─── RAW RECORDS ───

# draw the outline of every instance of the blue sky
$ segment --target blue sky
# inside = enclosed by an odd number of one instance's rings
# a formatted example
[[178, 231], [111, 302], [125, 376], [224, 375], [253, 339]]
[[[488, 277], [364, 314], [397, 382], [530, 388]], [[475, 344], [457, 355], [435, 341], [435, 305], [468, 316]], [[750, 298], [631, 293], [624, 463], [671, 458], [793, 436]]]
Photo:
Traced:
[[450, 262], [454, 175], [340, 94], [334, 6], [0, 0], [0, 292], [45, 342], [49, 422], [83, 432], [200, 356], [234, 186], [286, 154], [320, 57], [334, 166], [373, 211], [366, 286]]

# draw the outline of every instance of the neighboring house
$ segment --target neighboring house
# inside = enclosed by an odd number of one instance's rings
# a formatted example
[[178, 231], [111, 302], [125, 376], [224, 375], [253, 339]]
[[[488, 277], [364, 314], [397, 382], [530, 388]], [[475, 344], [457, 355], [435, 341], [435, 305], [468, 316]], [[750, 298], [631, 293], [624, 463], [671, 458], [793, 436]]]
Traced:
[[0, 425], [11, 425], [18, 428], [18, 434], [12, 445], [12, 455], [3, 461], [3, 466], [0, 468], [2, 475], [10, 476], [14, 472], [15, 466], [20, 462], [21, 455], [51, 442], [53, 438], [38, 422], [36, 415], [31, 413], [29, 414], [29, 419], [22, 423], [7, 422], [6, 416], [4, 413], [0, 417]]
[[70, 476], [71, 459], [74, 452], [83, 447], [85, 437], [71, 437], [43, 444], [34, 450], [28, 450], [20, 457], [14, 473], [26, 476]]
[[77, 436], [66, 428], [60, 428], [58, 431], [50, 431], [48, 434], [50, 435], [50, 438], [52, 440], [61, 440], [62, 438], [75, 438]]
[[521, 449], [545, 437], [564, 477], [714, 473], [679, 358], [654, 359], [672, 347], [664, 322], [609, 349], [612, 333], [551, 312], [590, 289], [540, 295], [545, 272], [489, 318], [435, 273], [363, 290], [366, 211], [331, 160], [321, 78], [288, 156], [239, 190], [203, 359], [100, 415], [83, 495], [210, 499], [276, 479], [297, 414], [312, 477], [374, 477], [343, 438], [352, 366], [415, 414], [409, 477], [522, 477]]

───

# THE PROBLEM
Copy out the records word for word, from the very first line down to and including the line that contains "211], [366, 286]]".

# WRITTEN SOLUTION
# draw the outline of every instance of the blue sky
$ segment --target blue sky
# inside = enclosed by an odd number of one instance's rings
# a formatted example
[[178, 231], [111, 302], [125, 376], [224, 375], [253, 339]]
[[[488, 277], [364, 314], [397, 382], [530, 388]], [[475, 344], [457, 355], [435, 341], [435, 305], [468, 316]], [[750, 298], [631, 293], [624, 463], [671, 458], [793, 436]]]
Photo:
Traced:
[[450, 262], [454, 175], [340, 94], [334, 6], [0, 0], [0, 292], [45, 342], [49, 422], [83, 432], [200, 356], [234, 186], [286, 154], [320, 57], [334, 166], [373, 211], [366, 286]]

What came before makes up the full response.